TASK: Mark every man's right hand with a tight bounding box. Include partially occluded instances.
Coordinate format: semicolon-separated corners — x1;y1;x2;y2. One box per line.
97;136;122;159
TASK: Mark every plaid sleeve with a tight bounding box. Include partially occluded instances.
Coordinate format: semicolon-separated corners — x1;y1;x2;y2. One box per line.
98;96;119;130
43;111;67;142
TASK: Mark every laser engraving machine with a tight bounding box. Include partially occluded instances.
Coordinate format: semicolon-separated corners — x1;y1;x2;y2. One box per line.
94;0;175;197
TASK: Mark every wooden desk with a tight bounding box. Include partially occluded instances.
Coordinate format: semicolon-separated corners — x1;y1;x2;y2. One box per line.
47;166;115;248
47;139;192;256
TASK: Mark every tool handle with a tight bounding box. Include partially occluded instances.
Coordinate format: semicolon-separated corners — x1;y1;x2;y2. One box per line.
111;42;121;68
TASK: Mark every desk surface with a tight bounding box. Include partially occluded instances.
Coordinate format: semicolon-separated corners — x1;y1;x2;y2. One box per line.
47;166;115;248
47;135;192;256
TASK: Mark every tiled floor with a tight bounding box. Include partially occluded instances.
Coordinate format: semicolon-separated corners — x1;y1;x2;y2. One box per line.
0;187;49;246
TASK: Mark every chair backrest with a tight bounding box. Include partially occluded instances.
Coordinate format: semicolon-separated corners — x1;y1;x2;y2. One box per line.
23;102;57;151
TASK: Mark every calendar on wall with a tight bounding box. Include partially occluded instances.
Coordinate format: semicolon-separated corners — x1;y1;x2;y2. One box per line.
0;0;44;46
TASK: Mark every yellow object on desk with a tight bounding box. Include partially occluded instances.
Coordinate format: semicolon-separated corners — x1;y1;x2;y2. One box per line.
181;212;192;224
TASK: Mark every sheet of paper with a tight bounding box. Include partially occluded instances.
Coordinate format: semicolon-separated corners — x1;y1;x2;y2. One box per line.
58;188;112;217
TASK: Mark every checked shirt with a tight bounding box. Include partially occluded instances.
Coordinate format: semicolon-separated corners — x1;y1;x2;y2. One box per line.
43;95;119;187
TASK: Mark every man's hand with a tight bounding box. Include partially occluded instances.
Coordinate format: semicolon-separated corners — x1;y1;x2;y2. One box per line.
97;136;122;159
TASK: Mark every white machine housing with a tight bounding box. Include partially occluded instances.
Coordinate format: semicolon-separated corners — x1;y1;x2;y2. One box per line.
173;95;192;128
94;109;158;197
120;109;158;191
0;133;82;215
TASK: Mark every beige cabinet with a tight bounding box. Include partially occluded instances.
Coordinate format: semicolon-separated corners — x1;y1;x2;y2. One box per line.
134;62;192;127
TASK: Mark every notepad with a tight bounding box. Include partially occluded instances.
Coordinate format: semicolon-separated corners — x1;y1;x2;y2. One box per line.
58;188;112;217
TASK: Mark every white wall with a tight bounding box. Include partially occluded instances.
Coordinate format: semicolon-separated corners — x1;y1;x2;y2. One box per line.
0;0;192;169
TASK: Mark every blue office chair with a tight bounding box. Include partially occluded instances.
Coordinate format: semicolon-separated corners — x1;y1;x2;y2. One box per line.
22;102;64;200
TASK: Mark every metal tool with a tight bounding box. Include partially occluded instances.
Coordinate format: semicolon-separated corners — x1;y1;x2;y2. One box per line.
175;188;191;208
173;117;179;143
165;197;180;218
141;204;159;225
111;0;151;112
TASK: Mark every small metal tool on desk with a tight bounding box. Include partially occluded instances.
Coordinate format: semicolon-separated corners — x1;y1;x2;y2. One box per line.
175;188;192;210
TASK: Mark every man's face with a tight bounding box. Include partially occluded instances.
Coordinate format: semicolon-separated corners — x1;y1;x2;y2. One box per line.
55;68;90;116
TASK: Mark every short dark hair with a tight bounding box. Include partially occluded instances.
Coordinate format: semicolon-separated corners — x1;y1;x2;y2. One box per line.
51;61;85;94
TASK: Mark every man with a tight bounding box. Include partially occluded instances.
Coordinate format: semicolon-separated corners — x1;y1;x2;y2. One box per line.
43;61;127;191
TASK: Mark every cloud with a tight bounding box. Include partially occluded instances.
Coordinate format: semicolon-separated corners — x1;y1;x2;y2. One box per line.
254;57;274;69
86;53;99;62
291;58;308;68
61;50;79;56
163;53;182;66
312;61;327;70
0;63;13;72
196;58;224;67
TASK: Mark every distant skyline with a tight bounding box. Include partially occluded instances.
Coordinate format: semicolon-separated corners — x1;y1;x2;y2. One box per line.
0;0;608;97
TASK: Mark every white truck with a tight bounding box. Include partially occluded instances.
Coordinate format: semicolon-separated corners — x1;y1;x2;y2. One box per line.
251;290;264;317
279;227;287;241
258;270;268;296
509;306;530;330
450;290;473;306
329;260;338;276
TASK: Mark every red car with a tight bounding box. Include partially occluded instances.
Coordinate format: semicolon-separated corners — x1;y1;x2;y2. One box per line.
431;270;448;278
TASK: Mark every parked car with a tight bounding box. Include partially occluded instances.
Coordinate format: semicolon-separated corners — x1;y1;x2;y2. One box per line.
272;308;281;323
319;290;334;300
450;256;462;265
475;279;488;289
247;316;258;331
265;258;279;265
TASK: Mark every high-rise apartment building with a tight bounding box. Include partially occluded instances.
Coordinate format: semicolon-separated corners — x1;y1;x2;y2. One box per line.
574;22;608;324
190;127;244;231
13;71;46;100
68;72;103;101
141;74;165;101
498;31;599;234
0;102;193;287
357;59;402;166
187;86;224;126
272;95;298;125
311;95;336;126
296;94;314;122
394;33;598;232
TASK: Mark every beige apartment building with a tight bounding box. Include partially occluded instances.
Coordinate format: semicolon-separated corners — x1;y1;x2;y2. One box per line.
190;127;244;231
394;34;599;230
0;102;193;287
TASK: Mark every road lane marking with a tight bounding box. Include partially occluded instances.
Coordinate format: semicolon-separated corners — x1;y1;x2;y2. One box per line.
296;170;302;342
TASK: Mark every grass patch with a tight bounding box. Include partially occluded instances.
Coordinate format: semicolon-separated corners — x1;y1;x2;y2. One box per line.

WHAT IS EXPECTED: Can you quote, word for word, every line from the one containing "TASK: Mark every metal" through the one containing "111;0;151;112", including both of those lines?

FINAL RESULT:
TASK: Mark every metal tool with a tight bounding box. Include partially occluded instances.
Coordinate format: semicolon-separated corners — x1;y1;x2;y2. One box per line.
175;188;191;208
173;117;179;143
165;197;180;218
141;204;159;225
111;0;151;112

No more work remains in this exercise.